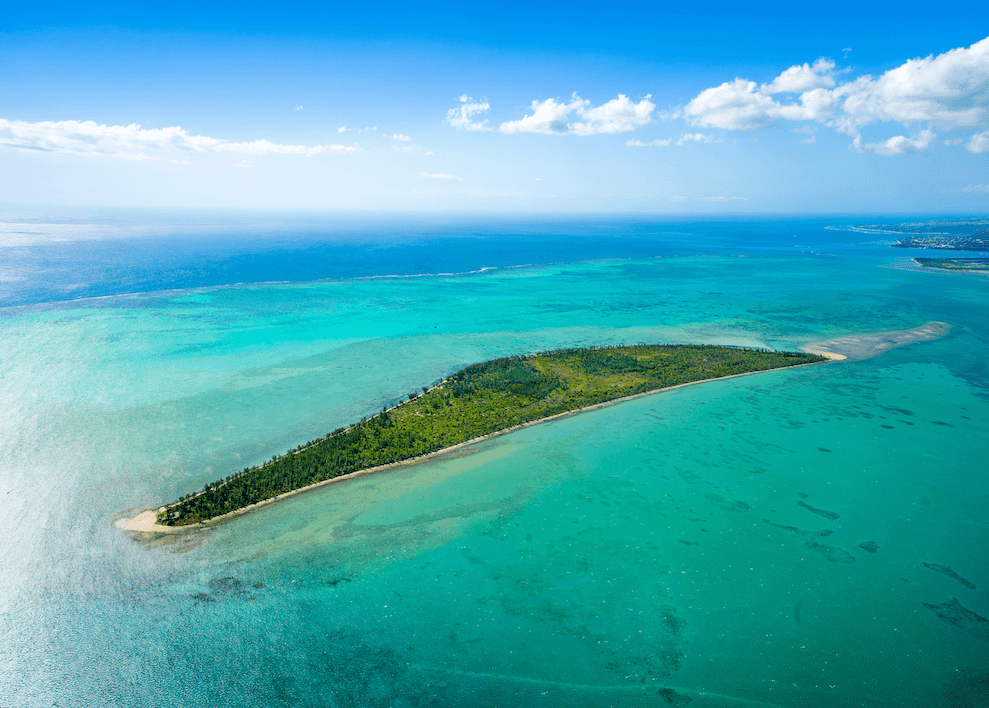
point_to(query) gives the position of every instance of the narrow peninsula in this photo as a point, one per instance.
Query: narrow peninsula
(480, 400)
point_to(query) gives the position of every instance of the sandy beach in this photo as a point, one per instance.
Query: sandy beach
(145, 521)
(866, 346)
(852, 348)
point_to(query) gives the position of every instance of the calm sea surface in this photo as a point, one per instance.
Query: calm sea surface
(815, 537)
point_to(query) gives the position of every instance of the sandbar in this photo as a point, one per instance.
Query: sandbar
(865, 346)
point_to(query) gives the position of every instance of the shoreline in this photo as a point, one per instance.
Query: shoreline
(145, 522)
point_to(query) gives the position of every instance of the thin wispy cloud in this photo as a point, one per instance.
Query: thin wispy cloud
(897, 145)
(944, 92)
(979, 142)
(137, 143)
(651, 143)
(464, 116)
(697, 138)
(550, 117)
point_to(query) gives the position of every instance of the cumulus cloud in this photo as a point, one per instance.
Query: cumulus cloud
(618, 115)
(943, 92)
(136, 143)
(651, 143)
(979, 142)
(697, 138)
(898, 145)
(464, 116)
(802, 77)
(440, 175)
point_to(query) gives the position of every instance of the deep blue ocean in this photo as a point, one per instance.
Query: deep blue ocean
(814, 537)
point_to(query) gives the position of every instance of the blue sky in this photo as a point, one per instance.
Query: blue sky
(508, 107)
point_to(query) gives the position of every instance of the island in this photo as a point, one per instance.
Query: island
(481, 400)
(976, 265)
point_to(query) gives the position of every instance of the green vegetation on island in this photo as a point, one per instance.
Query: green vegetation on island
(964, 264)
(480, 400)
(975, 242)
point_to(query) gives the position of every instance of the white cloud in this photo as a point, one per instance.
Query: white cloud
(441, 176)
(463, 116)
(618, 115)
(898, 145)
(979, 142)
(136, 143)
(943, 92)
(710, 199)
(651, 143)
(735, 105)
(697, 138)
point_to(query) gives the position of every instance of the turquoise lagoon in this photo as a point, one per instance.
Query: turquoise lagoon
(701, 546)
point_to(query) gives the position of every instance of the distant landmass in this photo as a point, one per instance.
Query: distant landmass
(962, 264)
(976, 242)
(478, 401)
(931, 227)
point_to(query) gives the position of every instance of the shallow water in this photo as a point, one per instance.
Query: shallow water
(703, 544)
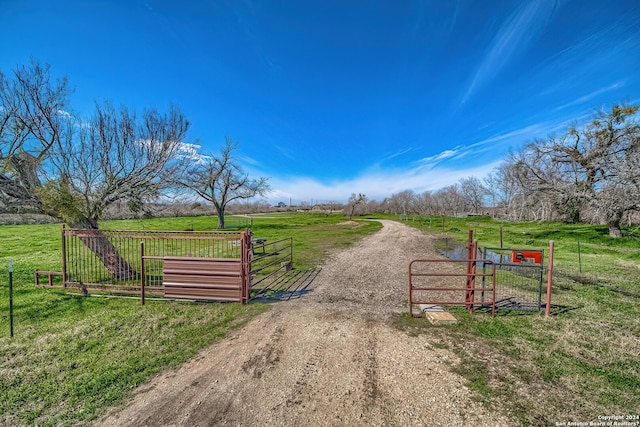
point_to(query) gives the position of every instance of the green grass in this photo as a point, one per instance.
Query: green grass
(71, 357)
(572, 366)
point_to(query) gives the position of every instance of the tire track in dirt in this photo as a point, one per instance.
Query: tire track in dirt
(330, 358)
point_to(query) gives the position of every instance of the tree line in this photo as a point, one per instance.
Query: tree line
(74, 168)
(55, 162)
(590, 173)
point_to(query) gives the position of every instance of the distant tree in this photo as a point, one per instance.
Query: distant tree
(589, 171)
(219, 179)
(354, 202)
(473, 193)
(72, 169)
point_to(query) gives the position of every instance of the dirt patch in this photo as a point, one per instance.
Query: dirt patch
(329, 358)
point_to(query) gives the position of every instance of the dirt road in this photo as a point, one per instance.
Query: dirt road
(329, 358)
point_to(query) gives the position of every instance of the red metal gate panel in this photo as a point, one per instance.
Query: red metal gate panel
(219, 279)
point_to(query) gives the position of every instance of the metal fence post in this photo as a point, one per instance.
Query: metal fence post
(11, 297)
(547, 312)
(143, 275)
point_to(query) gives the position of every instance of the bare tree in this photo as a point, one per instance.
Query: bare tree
(33, 109)
(355, 202)
(473, 193)
(74, 169)
(590, 171)
(115, 156)
(219, 179)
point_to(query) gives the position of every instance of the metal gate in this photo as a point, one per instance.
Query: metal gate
(519, 278)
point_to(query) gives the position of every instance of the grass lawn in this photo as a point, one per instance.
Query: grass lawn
(71, 357)
(572, 367)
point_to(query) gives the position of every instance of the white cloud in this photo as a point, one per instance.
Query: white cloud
(376, 185)
(511, 40)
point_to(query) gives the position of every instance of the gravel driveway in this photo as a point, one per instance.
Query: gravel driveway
(329, 358)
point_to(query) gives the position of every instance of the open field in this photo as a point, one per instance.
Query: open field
(72, 357)
(575, 366)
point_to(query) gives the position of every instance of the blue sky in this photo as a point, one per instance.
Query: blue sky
(329, 98)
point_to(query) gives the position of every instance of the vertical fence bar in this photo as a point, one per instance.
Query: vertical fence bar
(64, 257)
(579, 258)
(143, 273)
(547, 311)
(11, 297)
(470, 256)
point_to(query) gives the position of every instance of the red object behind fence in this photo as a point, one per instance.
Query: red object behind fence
(534, 257)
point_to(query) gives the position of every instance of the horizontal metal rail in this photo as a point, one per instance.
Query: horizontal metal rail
(468, 290)
(268, 259)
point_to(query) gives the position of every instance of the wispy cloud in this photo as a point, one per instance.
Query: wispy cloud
(589, 96)
(511, 40)
(376, 185)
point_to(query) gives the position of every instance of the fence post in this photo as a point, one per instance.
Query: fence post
(579, 258)
(64, 257)
(143, 275)
(547, 312)
(11, 297)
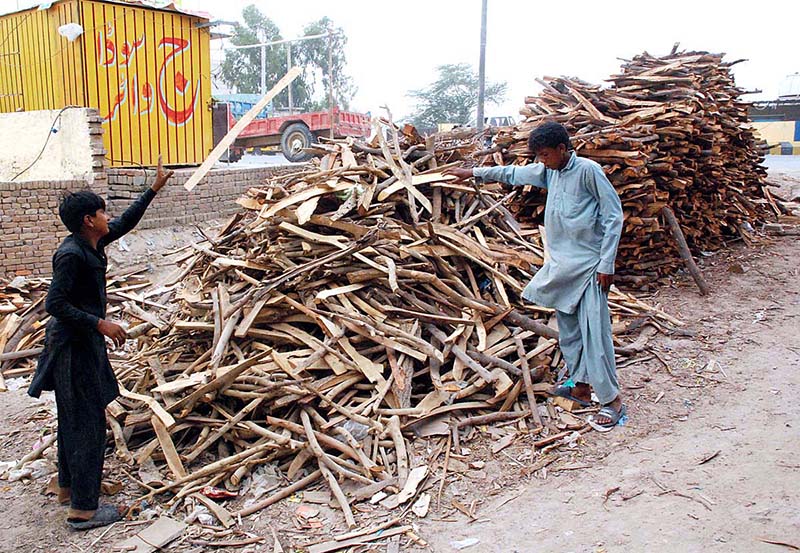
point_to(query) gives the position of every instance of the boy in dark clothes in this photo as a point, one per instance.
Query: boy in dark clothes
(74, 362)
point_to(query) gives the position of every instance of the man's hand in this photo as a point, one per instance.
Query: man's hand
(162, 176)
(605, 281)
(460, 173)
(113, 331)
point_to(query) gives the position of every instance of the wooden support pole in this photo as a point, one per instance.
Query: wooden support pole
(683, 249)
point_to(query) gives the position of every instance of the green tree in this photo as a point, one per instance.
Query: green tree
(453, 97)
(241, 69)
(313, 56)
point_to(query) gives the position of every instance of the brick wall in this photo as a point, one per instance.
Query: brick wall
(30, 229)
(215, 197)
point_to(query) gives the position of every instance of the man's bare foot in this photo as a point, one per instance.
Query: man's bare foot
(582, 391)
(603, 419)
(79, 515)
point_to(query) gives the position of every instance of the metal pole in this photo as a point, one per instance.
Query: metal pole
(263, 70)
(482, 67)
(288, 67)
(330, 79)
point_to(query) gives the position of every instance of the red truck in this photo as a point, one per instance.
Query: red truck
(292, 132)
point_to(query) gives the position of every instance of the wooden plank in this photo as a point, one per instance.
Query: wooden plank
(228, 139)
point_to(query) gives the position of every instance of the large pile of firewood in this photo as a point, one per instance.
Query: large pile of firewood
(339, 310)
(343, 310)
(671, 132)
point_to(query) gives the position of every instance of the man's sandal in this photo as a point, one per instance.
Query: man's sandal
(106, 514)
(611, 414)
(566, 393)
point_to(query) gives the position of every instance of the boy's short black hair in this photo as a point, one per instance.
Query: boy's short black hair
(76, 205)
(548, 135)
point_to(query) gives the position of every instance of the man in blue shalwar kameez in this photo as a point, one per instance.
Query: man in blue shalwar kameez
(583, 223)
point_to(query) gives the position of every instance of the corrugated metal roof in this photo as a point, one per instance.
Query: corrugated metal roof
(171, 7)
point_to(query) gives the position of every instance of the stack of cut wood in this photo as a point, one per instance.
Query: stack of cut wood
(670, 132)
(341, 308)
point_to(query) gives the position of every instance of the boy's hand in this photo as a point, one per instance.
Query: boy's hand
(162, 176)
(113, 331)
(460, 173)
(605, 281)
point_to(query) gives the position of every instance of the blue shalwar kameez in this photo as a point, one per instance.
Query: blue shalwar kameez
(583, 223)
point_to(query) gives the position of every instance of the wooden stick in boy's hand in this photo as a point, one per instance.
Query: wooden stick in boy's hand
(162, 176)
(460, 173)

What you need to do:
Make an exact copy of the records shown above, without the pictures.

Written solution:
point_to(query) gives the position of every instance of the narrow peninsula in this photo as a point, one per instance.
Query: narrow peninsula
(480, 400)
point_to(query) gives the position of every instance of the sandy beach in this photo as a point, one per instance.
Query: sandy beach
(145, 521)
(866, 346)
(852, 348)
point_to(query) gives the position of every instance of the calm sea surface in this photo as a point, one per instance.
Query: calm sea surface
(815, 537)
point_to(query) gives the position of every instance of the sandbar in this photo as a point, one per instance.
Query: sandbar
(865, 346)
point_to(query) gives the position of every instance of the shoreline in this photo as a point, one per instance.
Query: shoreline
(145, 522)
point_to(query) gives the position of every instance of the thin wispy cloud in this photo as a point, one per instance.
Query: thin wispy cloud
(897, 145)
(944, 92)
(979, 142)
(137, 143)
(651, 143)
(464, 116)
(697, 138)
(550, 117)
point_to(query) gives the position of every instance of the cumulus cloud in this photo as a point, one per instance.
Query: cumulus cloud
(618, 115)
(943, 92)
(136, 143)
(651, 143)
(979, 142)
(697, 138)
(898, 145)
(464, 116)
(802, 77)
(440, 175)
point_to(query) gives the position of every instance of the deep blue ocean in this photo as a point, one per instance.
Query: deep blue ocean
(814, 537)
point_to(query) gives the position of every instance of the blue sky in this photo as a point, one per instance.
Query: blue sky
(508, 107)
point_to(query) gives the position of every instance of the island in this photo as a point, one per instance.
Query: island
(481, 400)
(976, 265)
point_to(query) gives the position of every instance of the green vegetation on island in this photo as a point, one per instance.
Query: green vegetation on island
(964, 264)
(480, 400)
(975, 242)
point_to(query) gives the position of every instance of the white cloud in this photo as a point, one per instance.
Query: white cloud
(441, 176)
(463, 116)
(618, 115)
(898, 145)
(979, 142)
(136, 143)
(943, 92)
(710, 199)
(651, 143)
(735, 105)
(697, 138)
point_to(query) gives the position of every instance of the turquoise lagoon in this photo as a point, one per instance.
Query: turquoise lagoon
(701, 546)
point_to(query) gives the position of every instance of the distant landmass in this photo as a point, one per instance.
Query: distant landmass
(962, 264)
(976, 242)
(478, 401)
(931, 227)
point_to(query) gives the position of every instance of the shallow water in this photo as a point, one per instance.
Query: shallow water
(703, 544)
point_to(query) gives the position of every instance of the green grass in this photo as a point, one per instance.
Query: green grass
(71, 357)
(572, 366)
point_to(query) gives the position of every instance of the tire track in dirt in this photo as a point, one per instance.
Query: tire track in dirt
(330, 358)
point_to(query) gives the position of every instance of the tree line in this photo as a point, one per instance.
Query: tree line
(74, 168)
(55, 162)
(590, 173)
point_to(query) gives the position of every instance of the distant tree in this photo as a point, one per instance.
Query: distant tree
(589, 171)
(219, 179)
(354, 202)
(473, 193)
(72, 169)
point_to(query) gives the position of every instance of the dirt patch in this photo as a point, one per instance.
Query: dirt patch
(329, 358)
point_to(query) gives the position of every instance of the dirt road in this photo as a point, one per instance.
Query: dirt road
(329, 358)
point_to(query) gives the position of every instance of the red metal gate panel in this photo as a point, one per instance.
Query: red metal gate panel
(219, 279)
point_to(query) gives the position of every instance of the metal fence post in this photo as a point, one per instance.
Query: metal fence post
(11, 297)
(547, 312)
(143, 275)
point_to(query) gives the position of every instance of the bare tree in this photo as a point, one per instance.
Query: bare tree
(33, 109)
(355, 202)
(473, 193)
(74, 169)
(590, 171)
(115, 156)
(219, 179)
point_to(query) gives the position of every instance of the metal gate in this photo as a point, one per instance.
Query: metal gate
(519, 278)
point_to(query) gives the position of every instance of the grass lawn in this photo as a point, one per instance.
Query: grass lawn
(71, 357)
(572, 367)
point_to(query) gives the position of every instance of the white cloud in this photo as a point, one per instance.
Query: white cloud
(376, 185)
(511, 40)
point_to(query) gives the position of every instance of the gravel driveway in this photo as a point, one per instance.
Query: gravel driveway
(329, 358)
point_to(query) gives the position of every instance of the open field in this photo as a point, one per instance.
Query: open field
(72, 357)
(575, 366)
point_to(query) gives the position of every instance of the blue sky in this photo as a point, one per instance.
Query: blue sky
(329, 98)
point_to(query) gives the position of every instance of the vertical fence bar in this photo as a point, one per instance.
Query: vertical fence bar
(64, 257)
(579, 258)
(143, 273)
(547, 311)
(11, 297)
(470, 256)
point_to(query) gives the position of every instance of the red object behind fence in this photo as a point, one per instance.
Query: red object behind fence
(534, 257)
point_to(query) gives the position of every instance of the horizontal metal rail in this photo as a point, one per instance.
Query: horizontal metal rail
(468, 290)
(268, 259)
point_to(query) gives the position of every instance of the wispy cloud in this photo as a point, one per instance.
Query: wispy cloud
(589, 96)
(511, 40)
(376, 185)
point_to(query) gives the position of every instance of the fence post in this photo as a point, one per instance.
Query: fence post
(579, 258)
(64, 257)
(143, 275)
(547, 312)
(11, 297)
point_to(query) gives the position of every instance of the boy in dark clothes in this photo as a point, one per instance.
Query: boy in dark clothes
(74, 362)
point_to(query) gives the position of every instance of the man's hand in this photo as a point, one per instance.
Query: man's hand
(162, 176)
(605, 281)
(460, 173)
(113, 331)
point_to(query) gives the position of every instance of the wooden support pole in this photo as a point, one per instance.
Query: wooden support pole
(683, 249)
point_to(query) gives the position of every instance of the green tree in this photo as a point, one per instance.
Query: green tree
(453, 97)
(241, 69)
(313, 56)
point_to(query) gives the position of every instance of the brick wall in this photo as a point, one per instance.
Query: brick wall
(30, 229)
(215, 197)
point_to(query) gives the position of every instance of the man's bare foot in this photo as a point, one per instance.
Query: man's bare foot
(582, 391)
(603, 419)
(79, 515)
point_to(query) gives the position of every instance of the metal pole in this photo as a point, one per instance.
Query: metal pole
(263, 70)
(482, 67)
(288, 67)
(330, 79)
point_to(query) gives the position of every instance of the red truck in this photo as a point, one per instance.
Query: red truck
(292, 132)
point_to(query) gives the position of every instance of the wooden plank in this photo as a point, one per instance.
Query: wooden plank
(228, 139)
point_to(query) gives the position of every instance of the large pile of firewood in this photo as a point, one per instance.
Query: large pile of firewood
(339, 310)
(343, 310)
(671, 132)
point_to(query) gives the position of every instance of the man's sandal in this photo as a point, one per instance.
Query: man's sandal
(106, 514)
(611, 414)
(566, 393)
point_to(query) gives the position of every instance of the boy's short black hair in this photo as a point, one per instance.
Query: boy's short black hair
(76, 205)
(548, 135)
point_to(query) gives the position of every instance of the man in blue shalwar kameez in this photo as a point, one per instance.
Query: man in blue shalwar kameez
(583, 223)
point_to(query) gives the position of every instance of the corrugated metal roof in this photo as a point, one per instance.
Query: corrugated metal roof
(171, 7)
point_to(query) gives the position of every instance of the stack of cut wood in this photo as a point, one per instance.
Query: stack of cut wood
(670, 132)
(341, 308)
point_to(query) gives the position of every instance of the boy's hand in this photo as a point, one per instance.
Query: boy's hand
(162, 176)
(113, 331)
(460, 173)
(605, 281)
point_to(query) gives the position of every instance of the blue shalwar kameez in this photo as a point, one per instance.
Query: blue shalwar kameez
(583, 223)
point_to(query) gives the position of every instance of the wooden stick in boy's hand in this photo as a point, one per instance.
Query: wooden stick in boy's hand
(162, 176)
(460, 173)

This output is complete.